— Prompt —
In the entries below, the lines from the one with "like (574, 392)." through the one with "like (279, 477)." are to be copied exactly; both ends count.

--- Entries shown Enclosed Below ---

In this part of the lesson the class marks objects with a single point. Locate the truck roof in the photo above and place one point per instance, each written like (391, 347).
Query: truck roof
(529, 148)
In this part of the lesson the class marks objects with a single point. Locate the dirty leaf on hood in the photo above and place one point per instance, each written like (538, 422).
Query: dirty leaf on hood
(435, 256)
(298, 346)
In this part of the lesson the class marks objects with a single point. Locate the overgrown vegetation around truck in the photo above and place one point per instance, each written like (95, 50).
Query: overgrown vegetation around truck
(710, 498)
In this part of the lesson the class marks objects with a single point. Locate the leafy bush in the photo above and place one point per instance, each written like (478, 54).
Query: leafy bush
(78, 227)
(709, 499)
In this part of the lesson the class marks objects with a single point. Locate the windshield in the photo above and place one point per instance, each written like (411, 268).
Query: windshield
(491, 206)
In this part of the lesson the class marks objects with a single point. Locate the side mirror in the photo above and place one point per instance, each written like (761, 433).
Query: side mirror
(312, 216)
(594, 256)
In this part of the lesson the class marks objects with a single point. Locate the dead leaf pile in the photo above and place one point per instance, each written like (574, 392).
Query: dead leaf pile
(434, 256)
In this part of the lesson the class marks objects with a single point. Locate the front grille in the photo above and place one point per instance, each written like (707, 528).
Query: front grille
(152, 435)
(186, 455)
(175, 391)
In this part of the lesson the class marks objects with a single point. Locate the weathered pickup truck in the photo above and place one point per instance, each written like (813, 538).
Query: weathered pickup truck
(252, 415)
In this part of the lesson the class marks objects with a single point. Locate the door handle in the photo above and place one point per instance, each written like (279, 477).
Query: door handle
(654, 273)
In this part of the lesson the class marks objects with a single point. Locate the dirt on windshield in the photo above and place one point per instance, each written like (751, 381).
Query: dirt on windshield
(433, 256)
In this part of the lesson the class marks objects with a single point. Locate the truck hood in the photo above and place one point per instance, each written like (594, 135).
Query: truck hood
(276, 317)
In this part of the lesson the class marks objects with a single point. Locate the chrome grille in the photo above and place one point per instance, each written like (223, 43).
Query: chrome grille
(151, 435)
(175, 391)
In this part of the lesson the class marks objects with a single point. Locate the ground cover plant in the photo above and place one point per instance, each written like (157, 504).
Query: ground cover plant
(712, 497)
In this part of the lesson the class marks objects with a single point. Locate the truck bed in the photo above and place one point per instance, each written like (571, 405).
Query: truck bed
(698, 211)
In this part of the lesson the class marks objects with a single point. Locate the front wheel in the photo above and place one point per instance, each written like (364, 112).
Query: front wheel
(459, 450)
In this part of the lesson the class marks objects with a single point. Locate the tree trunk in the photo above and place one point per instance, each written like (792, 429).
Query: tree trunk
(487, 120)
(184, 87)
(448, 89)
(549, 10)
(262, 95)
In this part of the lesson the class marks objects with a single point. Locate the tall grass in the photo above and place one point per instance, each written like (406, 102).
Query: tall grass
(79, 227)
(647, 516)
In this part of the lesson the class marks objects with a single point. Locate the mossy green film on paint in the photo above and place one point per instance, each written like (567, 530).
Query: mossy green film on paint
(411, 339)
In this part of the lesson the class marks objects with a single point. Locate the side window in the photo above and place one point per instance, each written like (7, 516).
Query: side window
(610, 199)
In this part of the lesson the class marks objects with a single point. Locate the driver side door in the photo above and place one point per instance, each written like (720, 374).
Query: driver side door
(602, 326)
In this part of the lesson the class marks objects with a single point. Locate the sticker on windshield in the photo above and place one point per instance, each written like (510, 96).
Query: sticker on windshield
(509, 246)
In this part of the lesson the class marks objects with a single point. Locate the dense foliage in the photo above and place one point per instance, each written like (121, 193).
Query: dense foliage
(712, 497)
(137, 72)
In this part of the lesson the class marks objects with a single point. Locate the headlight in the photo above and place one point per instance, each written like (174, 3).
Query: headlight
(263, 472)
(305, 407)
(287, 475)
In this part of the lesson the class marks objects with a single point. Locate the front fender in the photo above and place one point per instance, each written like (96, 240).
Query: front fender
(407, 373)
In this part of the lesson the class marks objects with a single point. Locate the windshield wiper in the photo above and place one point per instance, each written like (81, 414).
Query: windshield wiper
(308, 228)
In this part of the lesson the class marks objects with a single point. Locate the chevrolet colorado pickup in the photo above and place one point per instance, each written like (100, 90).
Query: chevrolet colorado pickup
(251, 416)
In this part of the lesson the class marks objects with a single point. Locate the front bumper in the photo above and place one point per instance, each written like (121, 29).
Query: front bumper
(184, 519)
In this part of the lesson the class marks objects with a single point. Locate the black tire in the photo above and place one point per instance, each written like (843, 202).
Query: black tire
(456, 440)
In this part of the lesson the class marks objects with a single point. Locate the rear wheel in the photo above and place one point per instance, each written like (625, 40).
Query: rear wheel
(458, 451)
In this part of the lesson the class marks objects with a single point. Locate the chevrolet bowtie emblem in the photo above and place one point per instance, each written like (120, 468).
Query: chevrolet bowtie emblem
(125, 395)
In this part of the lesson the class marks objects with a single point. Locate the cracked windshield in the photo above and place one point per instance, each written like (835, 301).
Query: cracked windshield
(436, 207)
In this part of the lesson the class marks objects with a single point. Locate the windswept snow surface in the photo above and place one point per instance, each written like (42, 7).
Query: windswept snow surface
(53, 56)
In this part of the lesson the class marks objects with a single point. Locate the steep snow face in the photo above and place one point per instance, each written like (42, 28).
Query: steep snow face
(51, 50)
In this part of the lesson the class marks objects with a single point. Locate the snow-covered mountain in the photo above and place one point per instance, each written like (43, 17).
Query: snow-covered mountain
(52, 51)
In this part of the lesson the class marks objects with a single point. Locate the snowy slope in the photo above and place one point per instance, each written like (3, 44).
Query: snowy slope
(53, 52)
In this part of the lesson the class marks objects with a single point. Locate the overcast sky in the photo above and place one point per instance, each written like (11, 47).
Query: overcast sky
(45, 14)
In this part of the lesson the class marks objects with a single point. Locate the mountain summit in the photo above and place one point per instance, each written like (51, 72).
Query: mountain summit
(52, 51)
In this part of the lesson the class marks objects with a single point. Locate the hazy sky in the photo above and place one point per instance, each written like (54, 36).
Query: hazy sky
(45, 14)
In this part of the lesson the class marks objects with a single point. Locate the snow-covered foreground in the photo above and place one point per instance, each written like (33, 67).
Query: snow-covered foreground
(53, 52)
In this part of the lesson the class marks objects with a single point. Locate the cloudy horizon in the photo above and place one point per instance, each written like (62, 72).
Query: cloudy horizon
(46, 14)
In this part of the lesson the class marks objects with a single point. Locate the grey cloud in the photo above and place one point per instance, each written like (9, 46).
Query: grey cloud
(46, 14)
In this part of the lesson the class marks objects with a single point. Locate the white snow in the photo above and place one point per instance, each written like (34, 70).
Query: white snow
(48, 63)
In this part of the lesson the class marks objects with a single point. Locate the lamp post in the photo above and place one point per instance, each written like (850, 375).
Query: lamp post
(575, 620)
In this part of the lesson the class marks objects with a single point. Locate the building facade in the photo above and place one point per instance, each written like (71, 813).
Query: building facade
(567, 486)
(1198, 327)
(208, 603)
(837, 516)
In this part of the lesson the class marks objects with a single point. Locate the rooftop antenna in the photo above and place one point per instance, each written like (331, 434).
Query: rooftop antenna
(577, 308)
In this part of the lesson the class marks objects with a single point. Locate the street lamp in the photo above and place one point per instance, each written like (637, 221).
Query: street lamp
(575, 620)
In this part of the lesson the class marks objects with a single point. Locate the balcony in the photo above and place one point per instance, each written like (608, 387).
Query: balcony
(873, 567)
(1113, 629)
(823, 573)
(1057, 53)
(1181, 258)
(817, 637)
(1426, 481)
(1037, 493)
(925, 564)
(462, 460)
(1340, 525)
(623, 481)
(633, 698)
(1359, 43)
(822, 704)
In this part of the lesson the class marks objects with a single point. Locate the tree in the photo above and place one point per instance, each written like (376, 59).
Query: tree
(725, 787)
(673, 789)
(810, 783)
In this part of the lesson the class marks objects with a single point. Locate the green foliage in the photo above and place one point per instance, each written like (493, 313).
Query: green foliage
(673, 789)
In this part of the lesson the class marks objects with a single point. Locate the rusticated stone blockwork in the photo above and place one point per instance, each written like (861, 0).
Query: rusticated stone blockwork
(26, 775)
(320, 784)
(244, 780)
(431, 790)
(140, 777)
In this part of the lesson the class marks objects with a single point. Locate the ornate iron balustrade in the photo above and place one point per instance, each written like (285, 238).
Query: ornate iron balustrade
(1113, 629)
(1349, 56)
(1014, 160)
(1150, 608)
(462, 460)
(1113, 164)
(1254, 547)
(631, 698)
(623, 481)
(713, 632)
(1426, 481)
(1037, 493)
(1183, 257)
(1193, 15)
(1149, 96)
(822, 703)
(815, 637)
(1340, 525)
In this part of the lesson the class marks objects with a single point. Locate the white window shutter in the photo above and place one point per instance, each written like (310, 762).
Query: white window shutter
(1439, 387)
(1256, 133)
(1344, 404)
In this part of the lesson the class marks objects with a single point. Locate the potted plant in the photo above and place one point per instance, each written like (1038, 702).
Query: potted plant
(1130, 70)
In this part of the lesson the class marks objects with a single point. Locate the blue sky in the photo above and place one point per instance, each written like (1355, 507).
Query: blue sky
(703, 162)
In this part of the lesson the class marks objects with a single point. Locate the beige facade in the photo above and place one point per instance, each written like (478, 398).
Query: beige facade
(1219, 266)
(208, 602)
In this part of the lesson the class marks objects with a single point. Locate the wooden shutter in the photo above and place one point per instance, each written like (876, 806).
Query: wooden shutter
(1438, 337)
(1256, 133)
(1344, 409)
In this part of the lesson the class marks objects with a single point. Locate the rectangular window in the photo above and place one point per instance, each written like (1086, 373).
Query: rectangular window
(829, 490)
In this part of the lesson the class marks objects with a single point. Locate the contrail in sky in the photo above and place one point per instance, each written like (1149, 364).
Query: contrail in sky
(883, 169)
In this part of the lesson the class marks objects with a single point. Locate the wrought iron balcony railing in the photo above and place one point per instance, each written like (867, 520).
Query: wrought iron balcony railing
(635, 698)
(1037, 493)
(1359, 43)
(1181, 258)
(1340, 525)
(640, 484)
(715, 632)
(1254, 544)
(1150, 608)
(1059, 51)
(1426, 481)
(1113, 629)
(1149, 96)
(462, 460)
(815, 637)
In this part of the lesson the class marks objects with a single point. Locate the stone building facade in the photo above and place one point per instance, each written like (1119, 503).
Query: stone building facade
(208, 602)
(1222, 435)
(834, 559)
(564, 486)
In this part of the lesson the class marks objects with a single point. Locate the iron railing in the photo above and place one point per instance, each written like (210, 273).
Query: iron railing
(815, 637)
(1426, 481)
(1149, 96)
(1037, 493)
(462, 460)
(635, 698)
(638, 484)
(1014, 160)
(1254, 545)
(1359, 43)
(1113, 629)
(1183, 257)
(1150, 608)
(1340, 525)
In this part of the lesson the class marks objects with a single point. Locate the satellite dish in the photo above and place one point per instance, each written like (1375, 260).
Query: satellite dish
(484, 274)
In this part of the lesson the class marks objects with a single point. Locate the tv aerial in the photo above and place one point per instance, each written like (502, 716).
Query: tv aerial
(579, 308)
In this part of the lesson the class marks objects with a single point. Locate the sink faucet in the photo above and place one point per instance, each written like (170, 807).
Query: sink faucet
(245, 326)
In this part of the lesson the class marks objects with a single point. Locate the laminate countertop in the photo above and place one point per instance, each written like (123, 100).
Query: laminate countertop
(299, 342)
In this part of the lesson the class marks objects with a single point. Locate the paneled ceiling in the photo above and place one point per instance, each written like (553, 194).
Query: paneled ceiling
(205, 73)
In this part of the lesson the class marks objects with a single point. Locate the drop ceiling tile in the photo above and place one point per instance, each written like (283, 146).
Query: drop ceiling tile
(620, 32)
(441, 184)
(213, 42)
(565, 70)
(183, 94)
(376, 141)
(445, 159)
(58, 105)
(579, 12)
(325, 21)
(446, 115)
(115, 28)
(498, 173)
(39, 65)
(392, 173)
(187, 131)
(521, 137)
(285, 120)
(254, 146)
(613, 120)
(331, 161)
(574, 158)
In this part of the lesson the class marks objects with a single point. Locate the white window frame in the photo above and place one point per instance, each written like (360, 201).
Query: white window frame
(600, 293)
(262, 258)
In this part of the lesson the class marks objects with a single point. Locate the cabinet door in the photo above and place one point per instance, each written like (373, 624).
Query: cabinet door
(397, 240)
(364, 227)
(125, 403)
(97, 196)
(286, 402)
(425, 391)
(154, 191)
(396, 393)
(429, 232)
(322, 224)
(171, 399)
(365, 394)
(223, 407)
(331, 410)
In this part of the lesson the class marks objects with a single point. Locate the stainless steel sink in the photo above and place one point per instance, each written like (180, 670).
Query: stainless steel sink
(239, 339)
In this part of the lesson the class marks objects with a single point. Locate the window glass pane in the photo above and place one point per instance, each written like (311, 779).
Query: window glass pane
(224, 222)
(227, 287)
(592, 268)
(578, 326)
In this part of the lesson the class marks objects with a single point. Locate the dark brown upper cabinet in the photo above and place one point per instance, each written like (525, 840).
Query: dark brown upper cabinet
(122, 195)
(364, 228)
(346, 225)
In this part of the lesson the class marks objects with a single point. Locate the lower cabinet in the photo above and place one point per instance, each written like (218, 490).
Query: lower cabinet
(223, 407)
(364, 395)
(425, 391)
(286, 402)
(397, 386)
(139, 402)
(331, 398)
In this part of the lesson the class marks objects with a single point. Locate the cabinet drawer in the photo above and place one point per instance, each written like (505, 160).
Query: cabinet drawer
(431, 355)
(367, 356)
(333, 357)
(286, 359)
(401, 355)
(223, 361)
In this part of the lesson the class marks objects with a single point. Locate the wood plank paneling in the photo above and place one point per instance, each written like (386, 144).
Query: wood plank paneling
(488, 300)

--- End of Enclosed Entries shown ---

— Output for this task —
In this part of the lesson the class marks objects with a single point. Locate the dead leaf pile in the photo above and place one point per instance, each written like (574, 392).
Query: dead leaf pile
(434, 256)
In this part of the lesson the class marks objects with a single point. Locate the front grille in the photo above and place one point per instance, each written like (707, 528).
Query: front grille
(152, 435)
(186, 455)
(175, 391)
In this part of the lesson the class marks objects with a single point. Locate the weathered pickup truck in the photo above and place one point per instance, each written like (813, 538).
Query: weathered pickup truck
(252, 415)
In this part of the lesson the class marks objects with a single point. Locate the door handle in the photo above and place one point per instance, each written like (279, 477).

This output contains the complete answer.